● **STATED EXERCISE**
Carry on the Thai red curry noodle soup recipe below from the point where it stops.
-- Start of SOURCE PASSAGE --
Thai Red Curry Noodle Soup

Thai Red Curry Noodle Soup

Prep Time30 mins
Cook Time30 mins
Course: Main Course, Soup
Cuisine: Thai
Servings: 8 bowls
Calories: 256kcal

Ingredients

  • 1 tbsp olive oil
  • 1.5 lbs boneless, skinless chicken breast cut into 1-inch chunks
  • 3 cloves garlic minced
  • 1 whole red bell pepper diced
  • 1 whole onion diced
  • 3 tbsp Thai Kitchen red curry paste
  • 1 tbsp ginger grated
  • 6 cups chicken broth
  • 1 (13.5oz) can coconut milk
  • 1 (8oz) package Healthy Noodles
  • 1 tbsp fish sauce
  • 1 tsp splenda
  • 3 whole green onions thinly sliced
  • 1/2 cup fresh cilantro leaves chopped
  • 1/2 cup basil leaves chopped
  • 2 tbsp lime juice

Instructions

  • Heat olive oil in a large stockpot or Dutch oven over medium heat. Season chicken with salt and pepper, to taste. Add chicken to the stockpot and cook until golden, about 2-3 minutes; set aside.
-- End of SOURCE PASSAGE --
-- Start of LISTED ENTRIES --
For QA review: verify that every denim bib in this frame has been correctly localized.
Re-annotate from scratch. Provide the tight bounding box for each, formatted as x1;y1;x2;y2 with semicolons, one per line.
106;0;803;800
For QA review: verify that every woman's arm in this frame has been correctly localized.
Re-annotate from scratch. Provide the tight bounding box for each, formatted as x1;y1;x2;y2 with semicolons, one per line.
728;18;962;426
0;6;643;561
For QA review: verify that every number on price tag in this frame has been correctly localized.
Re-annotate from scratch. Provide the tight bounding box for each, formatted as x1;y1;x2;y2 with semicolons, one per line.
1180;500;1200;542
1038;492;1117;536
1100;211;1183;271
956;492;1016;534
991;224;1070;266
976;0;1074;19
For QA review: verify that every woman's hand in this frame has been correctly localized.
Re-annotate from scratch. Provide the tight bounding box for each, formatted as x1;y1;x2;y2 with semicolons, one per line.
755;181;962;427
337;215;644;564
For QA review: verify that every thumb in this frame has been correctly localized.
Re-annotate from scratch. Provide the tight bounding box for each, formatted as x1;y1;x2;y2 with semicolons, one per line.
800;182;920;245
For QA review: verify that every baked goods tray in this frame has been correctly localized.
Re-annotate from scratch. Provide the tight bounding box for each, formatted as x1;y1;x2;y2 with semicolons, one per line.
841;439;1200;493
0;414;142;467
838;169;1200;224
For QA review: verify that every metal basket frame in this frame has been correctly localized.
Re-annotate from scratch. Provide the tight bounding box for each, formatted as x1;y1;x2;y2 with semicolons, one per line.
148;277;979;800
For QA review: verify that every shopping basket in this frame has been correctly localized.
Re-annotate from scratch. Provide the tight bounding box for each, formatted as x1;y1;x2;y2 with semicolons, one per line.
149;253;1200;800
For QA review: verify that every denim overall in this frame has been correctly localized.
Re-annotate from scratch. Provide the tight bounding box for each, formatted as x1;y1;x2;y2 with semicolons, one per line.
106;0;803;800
-- End of LISTED ENTRIES --
● **RESULT OF THIS EXERCISE**
  • Add garlic, bell pepper and onion. Cook, stirring occasionally, until tender, about 3-4 minutes.
  • Stir in red curry paste and ginger until fragrant, about 1 minute.
  • Stir in chicken broth and coconut milk, scraping any browned bits from the bottom of the pot.
  • Stir in chicken. Bring to a boil; reduce heat and cook, stirring occasionally, until reduced, about 10 minutes.
  • Stir in rice noodles, fish sauce and brown sugar until noodles are tender, about 5 minutes.
  • Remove from heat; stir in green onions, cilantro, basil and lime juice; season with salt and pepper, to taste.
  • Serve immediately.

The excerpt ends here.